-- start SELECTED TEXT --
Composed in Syriac in northern Mesopotamia, the Syriac Alexander Legend, also known as the Neṣḥānā (, "triumph"), is a legendary account of the exploits of Alexander the Great. It is independent of the Alexander Romance and served as a source for apocalyptic literature in the 7th century. It is the earliest work to mention the fusion of Alexander's gate with the Biblical apocalyptic tradition of Gog and Magog.

Dating 

The composition of the Legend is commonly attributed to north Mesopotamia around 629–630 CE, shortly after Heraclius defeated the Sasanians. However, some have argued that the Syriac recension was originally produced in an earlier form in the early 6th century and was updated in the early 7th century in light of then-contemporary apocalyptic themes. Another position taken up by some scholars is that the text was composed around the Byzantine-Sassanid events surrounding the year 614. There is also a poem (often wrongly attributed to Jacob of Serugh) based on the Syriac Legend but written slightly later. Finally, there is a shorter version of the Legend and an original brief biography of Alexander written in Syriac.

Content and influence

Gog and Magog 

The Legend is considered the first work to connect the Alexander Gates with the idea that Gog and Magog are destined to play a role in the apocalypse. In the Legend, Gog (, gwg) and Magog (ܵ, mgwg) appear as kings of Hunnish nations. The legend claims that Alexander carved prophecies on the face of the Gate, marking a date for when these Huns, consisting of 24 nations, will breach the Gate and subjugate the greater part of the world.
-- end SELECTED TEXT --
-- start SUPPLIED ENTRIES --
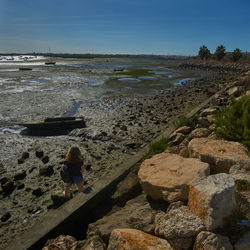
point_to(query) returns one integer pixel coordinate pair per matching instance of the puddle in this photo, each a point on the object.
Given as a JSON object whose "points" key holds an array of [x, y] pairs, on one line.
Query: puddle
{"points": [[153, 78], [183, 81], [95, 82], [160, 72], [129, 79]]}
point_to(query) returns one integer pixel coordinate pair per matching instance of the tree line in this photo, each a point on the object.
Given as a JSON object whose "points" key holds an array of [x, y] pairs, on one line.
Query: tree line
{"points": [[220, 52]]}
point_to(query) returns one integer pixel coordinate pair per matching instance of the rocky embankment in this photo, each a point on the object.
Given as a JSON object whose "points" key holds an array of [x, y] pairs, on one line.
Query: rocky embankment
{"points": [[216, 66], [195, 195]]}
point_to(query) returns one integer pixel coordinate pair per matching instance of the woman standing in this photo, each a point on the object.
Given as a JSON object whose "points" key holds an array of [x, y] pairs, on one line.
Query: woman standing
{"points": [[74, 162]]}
-- end SUPPLIED ENTRIES --
-- start SUPPLIED ENTRIES --
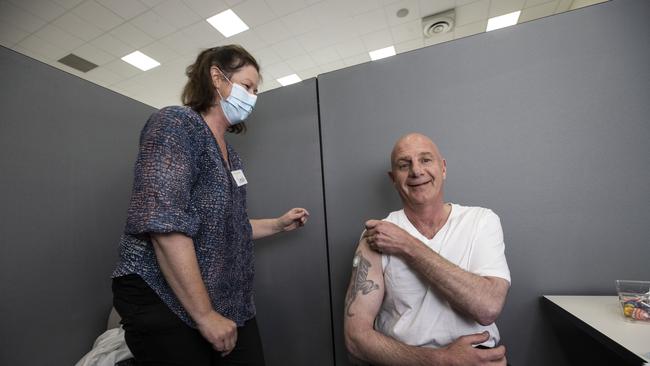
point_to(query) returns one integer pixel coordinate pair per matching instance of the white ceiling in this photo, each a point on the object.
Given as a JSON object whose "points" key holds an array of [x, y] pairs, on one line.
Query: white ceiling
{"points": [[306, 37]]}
-- end SUPPLIED ENTRIES --
-- start SUPPLIED ENTRIES --
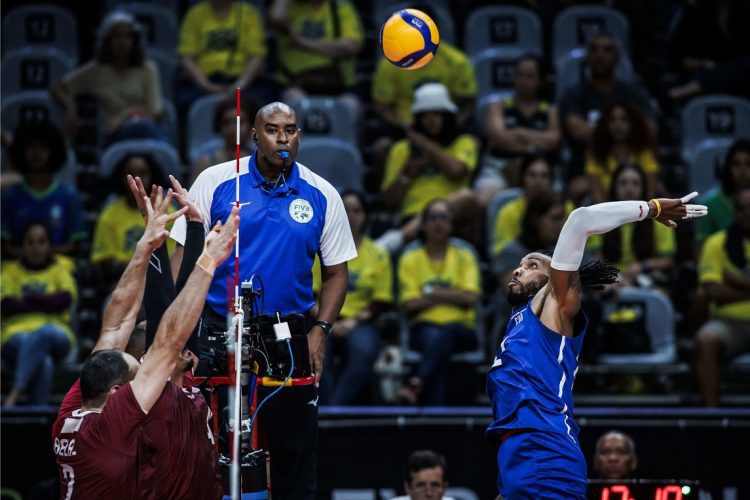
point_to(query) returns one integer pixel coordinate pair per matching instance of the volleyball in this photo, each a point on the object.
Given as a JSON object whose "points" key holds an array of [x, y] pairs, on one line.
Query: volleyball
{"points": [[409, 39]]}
-- end SUPPLIED ENTRIES --
*TASK OBJECTIVE:* Using the text on the Syriac Alexander Legend, explain why some scholars think the Syriac recension was updated in the early 7th century.

*OUTPUT:* These scholars argue that the Syriac recension first appeared in an earlier form in the early 6th century. It was then revised in the early 7th century in light of the apocalyptic themes current at that time.